Segment Start: Source information

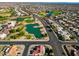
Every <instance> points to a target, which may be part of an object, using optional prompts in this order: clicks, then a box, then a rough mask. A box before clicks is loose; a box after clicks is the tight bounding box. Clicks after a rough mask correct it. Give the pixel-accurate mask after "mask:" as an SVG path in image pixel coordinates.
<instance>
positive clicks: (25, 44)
mask: <svg viewBox="0 0 79 59" xmlns="http://www.w3.org/2000/svg"><path fill="white" fill-rule="evenodd" d="M35 17H37V18H38V19H39V20H40V21H41V22H42V24H43V25H44V27H46V26H47V22H46V21H45V20H44V19H40V17H38V16H35ZM49 25H50V24H49ZM50 27H51V26H50ZM46 31H47V33H48V35H49V39H50V40H49V41H48V42H44V41H43V42H28V41H17V42H10V41H8V42H3V41H2V42H1V41H0V44H24V45H25V50H24V53H23V56H26V55H27V52H28V47H29V46H30V45H32V44H49V45H51V46H52V47H55V50H54V53H55V55H56V56H62V52H63V50H62V47H61V46H62V44H78V43H76V42H60V41H59V40H58V38H57V37H56V35H55V33H54V31H52V32H49V31H48V30H47V28H46Z"/></svg>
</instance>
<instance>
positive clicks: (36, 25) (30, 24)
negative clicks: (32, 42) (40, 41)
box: [26, 24, 43, 39]
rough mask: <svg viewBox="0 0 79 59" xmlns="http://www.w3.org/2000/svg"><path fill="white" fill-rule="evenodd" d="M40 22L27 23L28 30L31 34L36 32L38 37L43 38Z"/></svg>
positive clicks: (35, 32)
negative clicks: (30, 23) (39, 25)
mask: <svg viewBox="0 0 79 59" xmlns="http://www.w3.org/2000/svg"><path fill="white" fill-rule="evenodd" d="M38 26H39V24H27V25H26V31H27V32H28V33H30V34H34V36H35V37H36V38H39V39H40V38H42V37H43V36H42V34H41V31H40V28H39V27H38Z"/></svg>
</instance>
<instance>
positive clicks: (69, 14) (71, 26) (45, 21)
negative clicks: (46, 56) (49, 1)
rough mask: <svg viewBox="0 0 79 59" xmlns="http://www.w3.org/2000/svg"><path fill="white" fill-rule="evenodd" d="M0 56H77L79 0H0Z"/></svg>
mask: <svg viewBox="0 0 79 59" xmlns="http://www.w3.org/2000/svg"><path fill="white" fill-rule="evenodd" d="M0 56H79V4H64V3H62V4H55V3H24V2H6V3H3V2H2V3H0Z"/></svg>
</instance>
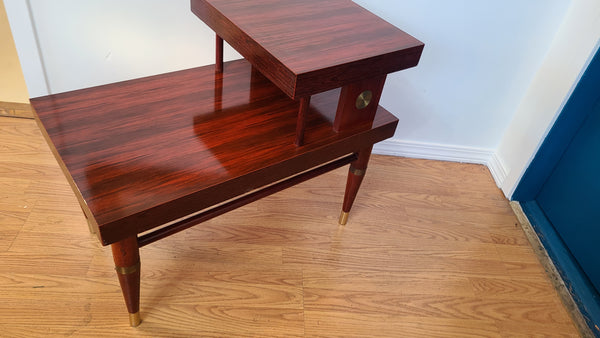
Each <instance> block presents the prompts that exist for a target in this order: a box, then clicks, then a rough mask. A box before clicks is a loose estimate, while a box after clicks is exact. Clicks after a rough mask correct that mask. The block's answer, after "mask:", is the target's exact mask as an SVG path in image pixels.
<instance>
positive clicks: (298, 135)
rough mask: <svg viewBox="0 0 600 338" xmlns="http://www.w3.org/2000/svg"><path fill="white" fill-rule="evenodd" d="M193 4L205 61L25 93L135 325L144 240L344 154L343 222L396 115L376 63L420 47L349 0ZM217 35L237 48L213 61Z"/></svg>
mask: <svg viewBox="0 0 600 338" xmlns="http://www.w3.org/2000/svg"><path fill="white" fill-rule="evenodd" d="M191 8H192V12H193V13H194V14H195V15H196V16H198V17H199V18H200V19H201V20H202V21H204V22H205V23H206V24H207V25H208V26H210V27H211V28H212V29H213V30H214V31H215V32H216V35H217V37H216V47H217V48H216V51H217V52H216V59H217V60H216V64H215V65H213V66H205V67H199V68H194V69H188V70H182V71H177V72H172V73H167V74H162V75H156V76H151V77H145V78H140V79H135V80H130V81H124V82H119V83H113V84H108V85H103V86H98V87H93V88H87V89H81V90H76V91H72V92H66V93H60V94H55V95H49V96H44V97H38V98H34V99H31V103H32V105H33V107H34V109H35V112H36V114H37V121H38V124H39V126H40V129H41V130H42V133H43V134H44V136H45V137H46V140H47V141H48V143H49V145H50V147H51V149H52V151H53V152H54V155H55V156H56V159H57V161H58V162H59V164H60V165H61V167H62V169H63V171H64V174H65V175H66V177H67V179H68V181H69V182H70V184H71V186H72V188H73V191H74V192H75V194H76V195H77V197H78V200H79V202H80V204H81V208H82V210H83V212H84V213H85V215H86V217H87V219H88V223H89V226H90V229H91V231H92V232H93V233H95V234H96V235H97V236H98V238H99V239H100V241H101V243H102V244H103V245H111V247H112V253H113V257H114V261H115V265H116V271H117V276H118V278H119V282H120V284H121V288H122V290H123V295H124V298H125V302H126V304H127V309H128V311H129V314H130V323H131V325H132V326H137V325H138V324H139V323H140V316H139V303H140V300H139V298H140V256H139V248H140V247H142V246H144V245H147V244H150V243H152V242H154V241H157V240H159V239H161V238H164V237H166V236H169V235H171V234H174V233H176V232H178V231H181V230H184V229H186V228H189V227H191V226H194V225H197V224H199V223H201V222H203V221H205V220H207V219H210V218H212V217H215V216H218V215H220V214H223V213H225V212H227V211H230V210H232V209H235V208H238V207H240V206H242V205H245V204H247V203H250V202H252V201H255V200H257V199H260V198H262V197H265V196H267V195H270V194H272V193H274V192H277V191H280V190H282V189H285V188H288V187H290V186H292V185H295V184H297V183H299V182H302V181H304V180H307V179H310V178H312V177H315V176H317V175H320V174H323V173H326V172H328V171H330V170H333V169H335V168H339V167H340V166H343V165H347V164H350V167H349V173H348V181H347V186H346V192H345V196H344V200H343V206H342V214H341V216H340V223H342V224H345V223H346V221H347V217H348V212H349V211H350V208H351V206H352V203H353V201H354V198H355V197H356V193H357V191H358V189H359V186H360V183H361V181H362V178H363V177H364V174H365V170H366V168H367V163H368V160H369V156H370V153H371V149H372V146H373V144H374V143H377V142H379V141H382V140H384V139H387V138H389V137H391V136H393V134H394V131H395V129H396V125H397V123H398V120H397V119H396V118H395V117H394V116H393V115H392V114H390V113H389V112H388V111H386V110H385V109H384V108H382V107H380V106H379V105H378V102H379V98H380V96H381V92H382V90H383V85H384V82H385V78H386V75H387V74H388V73H391V72H395V71H399V70H402V69H405V68H409V67H413V66H416V65H417V63H418V61H419V58H420V56H421V52H422V50H423V44H422V43H421V42H420V41H418V40H416V39H415V38H413V37H411V36H410V35H408V34H406V33H404V32H403V31H401V30H400V29H398V28H396V27H394V26H393V25H391V24H389V23H387V22H385V21H384V20H382V19H380V18H378V17H376V16H375V15H373V14H371V13H370V12H368V11H366V10H365V9H363V8H362V7H360V6H359V5H357V4H355V3H353V2H352V1H350V0H252V1H247V0H191ZM182 15H184V14H183V13H182ZM223 40H225V41H227V43H229V44H230V45H231V46H232V47H233V48H235V49H236V50H237V51H238V52H239V53H240V54H241V55H242V56H243V57H244V59H243V60H237V61H232V62H226V63H224V62H223ZM298 207H301V206H298Z"/></svg>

Segment End: Source information

Rewrite all of the material above with every occurrence of "rough mask" changed to "coarse mask" and nothing else altered. Omit the pictures from your version.

* **Output of the task**
Every <instance> points to a target, which may be part of an object, using optional prompts in this order: clicks, then a box, then a coarse mask. A box before clicks is loose; a box after clicks is the tight bounding box. Clicks after a coarse mask correct it. Give the pixel-accurate mask after "mask:" as an SVG path in image pixel coordinates.
<instance>
positive clicks: (25, 44)
mask: <svg viewBox="0 0 79 59" xmlns="http://www.w3.org/2000/svg"><path fill="white" fill-rule="evenodd" d="M35 17H37V18H38V19H39V20H40V21H41V22H42V24H43V25H44V27H46V26H47V22H46V21H45V20H44V19H40V17H38V16H35ZM49 25H50V24H49ZM50 27H51V26H50ZM46 31H47V33H48V35H49V39H50V40H49V41H48V42H44V41H43V42H28V41H17V42H10V41H8V42H3V41H2V42H1V41H0V44H24V45H25V50H24V53H23V56H26V55H27V52H28V47H29V46H30V45H32V44H49V45H51V46H52V47H55V50H54V53H55V55H56V56H62V52H63V50H62V47H61V46H62V44H78V43H76V42H60V41H59V40H58V38H57V37H56V35H55V33H54V31H52V32H49V31H48V30H47V28H46Z"/></svg>
</instance>
<instance>
positive clicks: (36, 25) (30, 24)
negative clicks: (32, 42) (40, 41)
box: [26, 24, 43, 39]
coarse mask: <svg viewBox="0 0 79 59" xmlns="http://www.w3.org/2000/svg"><path fill="white" fill-rule="evenodd" d="M40 22L27 23L28 30L31 34L36 32L38 37L43 38Z"/></svg>
positive clicks: (35, 32)
negative clicks: (30, 23) (39, 25)
mask: <svg viewBox="0 0 79 59" xmlns="http://www.w3.org/2000/svg"><path fill="white" fill-rule="evenodd" d="M38 26H39V24H27V25H26V31H27V32H28V33H30V34H34V36H35V37H36V38H39V39H40V38H42V37H43V36H42V34H41V31H40V28H39V27H38Z"/></svg>
</instance>
<instance>
positive clicks: (69, 14) (71, 26) (45, 21)
negative clicks: (46, 56) (49, 1)
coarse mask: <svg viewBox="0 0 79 59" xmlns="http://www.w3.org/2000/svg"><path fill="white" fill-rule="evenodd" d="M0 56H77L79 0H0Z"/></svg>
mask: <svg viewBox="0 0 79 59" xmlns="http://www.w3.org/2000/svg"><path fill="white" fill-rule="evenodd" d="M0 56H79V4H64V3H62V4H55V3H24V2H6V3H3V2H2V3H0Z"/></svg>
</instance>
Each <instance> block presents the prompts that exist for a target in this order: a box, then clicks, then a coarse mask. A box before clicks is a loose estimate, while a box after clicks is exact. Clicks after a coarse mask correct that mask. The block's answer, after "mask:", is the target's exact mask as an SVG path in image pixels.
<instance>
positive clicks: (298, 135)
coarse mask: <svg viewBox="0 0 600 338" xmlns="http://www.w3.org/2000/svg"><path fill="white" fill-rule="evenodd" d="M193 4L205 61L25 93L135 325L144 240L344 154L343 222L396 115L376 63L420 47L349 0ZM217 35L237 48L213 61Z"/></svg>
mask: <svg viewBox="0 0 600 338" xmlns="http://www.w3.org/2000/svg"><path fill="white" fill-rule="evenodd" d="M191 8H192V12H193V13H194V14H195V15H196V16H198V17H199V18H200V19H201V20H202V21H204V22H205V23H206V24H207V25H208V26H210V27H211V28H212V29H213V30H214V31H215V32H216V35H217V37H216V47H217V48H216V51H217V52H216V59H217V60H216V64H215V65H213V66H205V67H199V68H194V69H188V70H182V71H177V72H172V73H167V74H162V75H156V76H151V77H145V78H140V79H135V80H130V81H124V82H119V83H113V84H108V85H103V86H98V87H93V88H87V89H81V90H76V91H72V92H66V93H60V94H55V95H49V96H44V97H38V98H34V99H31V103H32V105H33V107H34V109H35V112H36V114H37V121H38V124H39V126H40V129H41V130H42V133H43V134H44V136H45V137H46V140H47V141H48V143H49V145H50V147H51V149H52V151H53V152H54V155H55V156H56V159H57V161H58V162H59V164H60V165H61V167H62V169H63V171H64V174H65V175H66V177H67V179H68V181H69V182H70V184H71V186H72V188H73V191H74V192H75V194H76V195H77V197H78V200H79V202H80V204H81V208H82V210H83V212H84V213H85V215H86V217H87V219H88V223H89V226H90V229H91V231H92V232H93V233H95V234H96V235H97V236H98V238H99V239H100V241H101V243H102V244H103V245H111V247H112V253H113V257H114V261H115V265H116V271H117V276H118V278H119V282H120V284H121V288H122V290H123V295H124V298H125V302H126V304H127V309H128V311H129V314H130V323H131V325H132V326H137V325H138V324H139V323H140V316H139V303H140V300H139V298H140V256H139V248H140V247H142V246H144V245H147V244H150V243H152V242H154V241H157V240H159V239H161V238H164V237H166V236H169V235H171V234H174V233H176V232H178V231H181V230H184V229H186V228H189V227H191V226H194V225H197V224H199V223H201V222H203V221H205V220H207V219H210V218H212V217H215V216H218V215H220V214H223V213H225V212H227V211H230V210H232V209H235V208H238V207H240V206H242V205H245V204H247V203H250V202H252V201H255V200H257V199H260V198H262V197H265V196H267V195H270V194H272V193H274V192H277V191H280V190H282V189H285V188H288V187H290V186H292V185H295V184H297V183H299V182H302V181H304V180H307V179H310V178H312V177H315V176H317V175H320V174H323V173H326V172H328V171H330V170H333V169H335V168H339V167H340V166H343V165H347V164H350V167H349V173H348V181H347V186H346V192H345V196H344V200H343V206H342V214H341V216H340V223H342V224H345V223H346V221H347V217H348V212H349V211H350V208H351V206H352V203H353V201H354V198H355V197H356V193H357V191H358V189H359V186H360V183H361V181H362V178H363V177H364V174H365V170H366V168H367V163H368V160H369V156H370V153H371V149H372V146H373V144H374V143H377V142H379V141H382V140H384V139H387V138H389V137H391V136H393V134H394V131H395V129H396V125H397V123H398V120H397V119H396V118H395V117H394V116H393V115H392V114H390V113H389V112H388V111H386V110H385V109H384V108H382V107H380V106H379V105H378V102H379V98H380V96H381V92H382V90H383V85H384V82H385V78H386V75H387V74H388V73H391V72H395V71H399V70H402V69H405V68H409V67H413V66H416V65H417V63H418V61H419V58H420V56H421V52H422V50H423V44H422V43H421V42H420V41H418V40H416V39H415V38H413V37H411V36H410V35H408V34H406V33H404V32H403V31H401V30H400V29H398V28H396V27H394V26H393V25H391V24H389V23H387V22H385V21H384V20H382V19H380V18H378V17H376V16H375V15H373V14H371V13H370V12H368V11H366V10H365V9H363V8H362V7H360V6H359V5H357V4H355V3H353V2H352V1H350V0H252V1H247V0H191ZM182 15H184V14H183V13H182ZM223 40H225V41H227V43H229V44H230V45H231V46H232V47H233V48H235V49H236V50H237V51H238V52H239V53H240V54H241V55H242V56H243V57H244V59H243V60H237V61H232V62H226V63H224V62H223ZM298 207H301V206H298Z"/></svg>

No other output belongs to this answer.